EXTRACTED TEXT -
§ §
Ask HN: What does deliberate practice look like for computer programming? - tim_sw
======
taf2
I think you can divide programming up into a few areas.

1\. Mechanics, how well can you navigate and type using the tools you have
available. To practice this an easy thing to do is formatting your code
without any automatic formatting. In vim for example, this helps you learn the
commands.

2\. Reasoning/problem solving. This one is harder to practice and really
requires experience. Always have a project and spend time trying different
solutions. A nice characteristic of software is you can usually just undo if
something was wrong, so don't be afraid to experiment.

3\. Research- it's safe to assume someone else already solved a problem. Use
google to find their solution and read how they solved the problem. Never be
afraid to open up someone else's code.
§ §
STORED DATA -

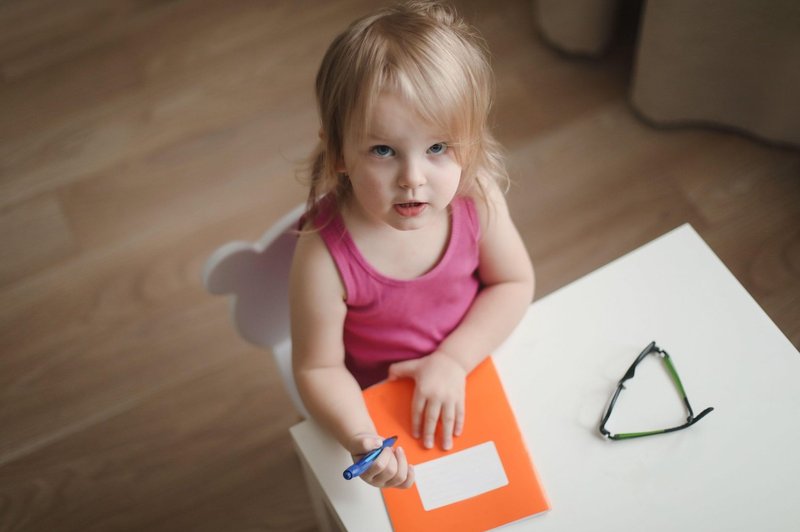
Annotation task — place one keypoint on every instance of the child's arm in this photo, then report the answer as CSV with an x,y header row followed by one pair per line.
§ §
PROBLEMS TO SOLVE -
1. From the deliberate practice thread, copy out the passage starting with "2\. Reasoning/problem solving." and going on through "someone else's code.".
2. Name the areas that the deliberate practice thread divides programming into.

RESPONSES FOR EACH TASK -
1.
2\. Reasoning/problem solving. This one is harder to practice and really
requires experience. Always have a project and spend time trying different
solutions. A nice characteristic of software is you can usually just undo if
something was wrong, so don't be afraid to experiment.

3\. Research- it's safe to assume someone else already solved a problem. Use
google to find their solution and read how they solved the problem. Never be
afraid to open up someone else's code.

2.
1. Mechanics
2. Reasoning/problem solving
3. Research